━━━ TASK MATERIAL ━━━

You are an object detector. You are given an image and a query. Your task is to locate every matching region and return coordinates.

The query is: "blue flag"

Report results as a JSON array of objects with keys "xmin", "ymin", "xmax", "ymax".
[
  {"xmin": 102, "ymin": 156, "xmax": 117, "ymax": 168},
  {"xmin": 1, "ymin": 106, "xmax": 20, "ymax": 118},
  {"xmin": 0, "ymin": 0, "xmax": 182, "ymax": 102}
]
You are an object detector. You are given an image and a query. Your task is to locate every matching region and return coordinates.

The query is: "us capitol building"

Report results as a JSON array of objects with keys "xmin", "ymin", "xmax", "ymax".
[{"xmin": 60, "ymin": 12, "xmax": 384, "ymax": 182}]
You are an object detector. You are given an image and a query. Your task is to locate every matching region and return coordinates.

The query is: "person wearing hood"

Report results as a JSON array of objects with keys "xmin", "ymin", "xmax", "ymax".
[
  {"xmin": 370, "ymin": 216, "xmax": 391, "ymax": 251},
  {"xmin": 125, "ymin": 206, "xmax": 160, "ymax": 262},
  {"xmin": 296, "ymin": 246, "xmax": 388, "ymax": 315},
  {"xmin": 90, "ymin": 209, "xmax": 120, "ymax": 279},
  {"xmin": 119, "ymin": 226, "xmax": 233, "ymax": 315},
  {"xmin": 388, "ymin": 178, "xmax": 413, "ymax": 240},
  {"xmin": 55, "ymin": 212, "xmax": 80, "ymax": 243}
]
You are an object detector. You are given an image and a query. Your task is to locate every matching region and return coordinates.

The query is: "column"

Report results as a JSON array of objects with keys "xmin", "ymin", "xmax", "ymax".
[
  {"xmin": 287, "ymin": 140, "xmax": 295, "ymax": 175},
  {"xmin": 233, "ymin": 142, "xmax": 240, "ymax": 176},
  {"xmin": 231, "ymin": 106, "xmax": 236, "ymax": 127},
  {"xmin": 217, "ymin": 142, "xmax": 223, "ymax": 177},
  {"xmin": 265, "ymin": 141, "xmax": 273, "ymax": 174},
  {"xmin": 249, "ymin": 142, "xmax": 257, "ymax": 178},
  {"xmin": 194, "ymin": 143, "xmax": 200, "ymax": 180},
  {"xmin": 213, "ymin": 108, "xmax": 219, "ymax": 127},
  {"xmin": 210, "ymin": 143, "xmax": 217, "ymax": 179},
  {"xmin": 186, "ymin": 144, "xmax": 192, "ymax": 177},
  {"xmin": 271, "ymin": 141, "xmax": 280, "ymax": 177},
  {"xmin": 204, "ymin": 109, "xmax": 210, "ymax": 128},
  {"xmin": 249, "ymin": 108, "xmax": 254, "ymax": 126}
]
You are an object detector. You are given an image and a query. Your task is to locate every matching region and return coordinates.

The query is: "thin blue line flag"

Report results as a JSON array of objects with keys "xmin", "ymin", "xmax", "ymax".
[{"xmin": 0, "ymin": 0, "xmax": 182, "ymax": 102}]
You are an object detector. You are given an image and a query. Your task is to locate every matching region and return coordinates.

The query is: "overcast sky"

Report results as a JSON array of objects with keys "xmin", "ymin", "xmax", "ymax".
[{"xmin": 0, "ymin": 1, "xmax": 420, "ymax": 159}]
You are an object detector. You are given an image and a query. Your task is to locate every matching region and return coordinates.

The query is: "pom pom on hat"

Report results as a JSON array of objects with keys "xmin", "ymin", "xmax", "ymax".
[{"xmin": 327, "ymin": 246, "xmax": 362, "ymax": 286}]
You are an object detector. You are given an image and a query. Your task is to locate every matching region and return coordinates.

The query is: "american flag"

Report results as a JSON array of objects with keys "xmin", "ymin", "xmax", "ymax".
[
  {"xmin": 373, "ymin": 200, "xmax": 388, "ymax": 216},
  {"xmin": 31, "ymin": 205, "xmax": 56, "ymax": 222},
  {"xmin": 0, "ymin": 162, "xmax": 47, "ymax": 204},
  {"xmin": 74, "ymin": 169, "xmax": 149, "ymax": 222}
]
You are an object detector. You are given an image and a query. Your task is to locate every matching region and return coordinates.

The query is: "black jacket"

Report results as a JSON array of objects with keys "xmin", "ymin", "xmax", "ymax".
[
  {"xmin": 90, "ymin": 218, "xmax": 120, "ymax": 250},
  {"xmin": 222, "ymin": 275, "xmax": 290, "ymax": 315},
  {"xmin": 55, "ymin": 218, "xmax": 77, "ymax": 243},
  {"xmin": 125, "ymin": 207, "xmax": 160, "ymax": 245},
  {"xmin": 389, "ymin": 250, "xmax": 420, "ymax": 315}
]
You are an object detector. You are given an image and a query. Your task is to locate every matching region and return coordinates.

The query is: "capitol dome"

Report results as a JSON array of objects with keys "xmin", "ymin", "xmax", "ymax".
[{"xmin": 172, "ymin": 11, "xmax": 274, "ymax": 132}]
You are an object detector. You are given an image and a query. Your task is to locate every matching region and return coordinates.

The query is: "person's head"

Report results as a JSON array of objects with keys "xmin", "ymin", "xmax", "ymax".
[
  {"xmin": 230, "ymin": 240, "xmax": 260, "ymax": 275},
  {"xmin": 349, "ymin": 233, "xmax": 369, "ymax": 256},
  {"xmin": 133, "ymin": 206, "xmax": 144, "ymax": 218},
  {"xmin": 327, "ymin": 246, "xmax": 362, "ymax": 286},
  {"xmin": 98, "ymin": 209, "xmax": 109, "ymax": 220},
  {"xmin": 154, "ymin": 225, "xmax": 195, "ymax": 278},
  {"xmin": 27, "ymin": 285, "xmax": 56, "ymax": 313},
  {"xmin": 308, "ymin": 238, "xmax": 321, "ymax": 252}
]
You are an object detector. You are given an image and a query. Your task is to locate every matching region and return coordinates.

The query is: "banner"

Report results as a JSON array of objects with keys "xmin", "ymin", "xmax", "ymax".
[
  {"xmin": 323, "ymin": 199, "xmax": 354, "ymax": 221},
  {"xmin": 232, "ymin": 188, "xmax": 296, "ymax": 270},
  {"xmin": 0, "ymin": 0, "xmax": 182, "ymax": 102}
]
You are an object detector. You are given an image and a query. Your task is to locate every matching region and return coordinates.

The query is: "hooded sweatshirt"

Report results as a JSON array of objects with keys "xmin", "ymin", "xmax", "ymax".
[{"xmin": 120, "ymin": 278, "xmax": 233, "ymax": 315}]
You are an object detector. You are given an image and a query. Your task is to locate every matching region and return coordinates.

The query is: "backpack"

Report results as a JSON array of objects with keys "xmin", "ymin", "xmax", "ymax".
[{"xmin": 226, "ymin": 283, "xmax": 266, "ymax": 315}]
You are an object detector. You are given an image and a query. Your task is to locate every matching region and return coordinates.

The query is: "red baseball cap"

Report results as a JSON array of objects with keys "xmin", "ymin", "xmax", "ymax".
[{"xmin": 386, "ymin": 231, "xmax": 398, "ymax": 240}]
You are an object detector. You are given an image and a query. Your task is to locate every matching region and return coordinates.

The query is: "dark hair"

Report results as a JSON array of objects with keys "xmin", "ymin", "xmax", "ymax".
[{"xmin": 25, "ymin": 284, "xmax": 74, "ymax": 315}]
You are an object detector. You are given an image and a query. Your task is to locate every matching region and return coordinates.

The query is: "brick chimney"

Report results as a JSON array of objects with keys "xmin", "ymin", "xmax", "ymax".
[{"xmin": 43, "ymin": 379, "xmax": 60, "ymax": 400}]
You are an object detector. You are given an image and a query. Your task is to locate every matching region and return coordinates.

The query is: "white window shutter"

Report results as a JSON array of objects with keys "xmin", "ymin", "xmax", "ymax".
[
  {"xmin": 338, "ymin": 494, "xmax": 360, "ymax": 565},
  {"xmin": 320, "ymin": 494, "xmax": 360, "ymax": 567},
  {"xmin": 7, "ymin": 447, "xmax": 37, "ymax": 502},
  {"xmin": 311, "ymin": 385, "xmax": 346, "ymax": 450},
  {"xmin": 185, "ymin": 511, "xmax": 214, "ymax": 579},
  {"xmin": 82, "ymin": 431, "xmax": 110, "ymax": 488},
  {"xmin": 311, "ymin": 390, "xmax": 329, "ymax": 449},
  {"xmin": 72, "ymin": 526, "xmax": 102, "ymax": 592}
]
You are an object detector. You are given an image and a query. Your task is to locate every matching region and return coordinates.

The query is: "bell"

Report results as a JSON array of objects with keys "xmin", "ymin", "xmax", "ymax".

━━━

▶ DIRECTIONS FOR THIS TASK:
How many lines in the entries above contain the string "blue"? Reply with the number alone.

▶ REPLY TO THE EXERCISE:
2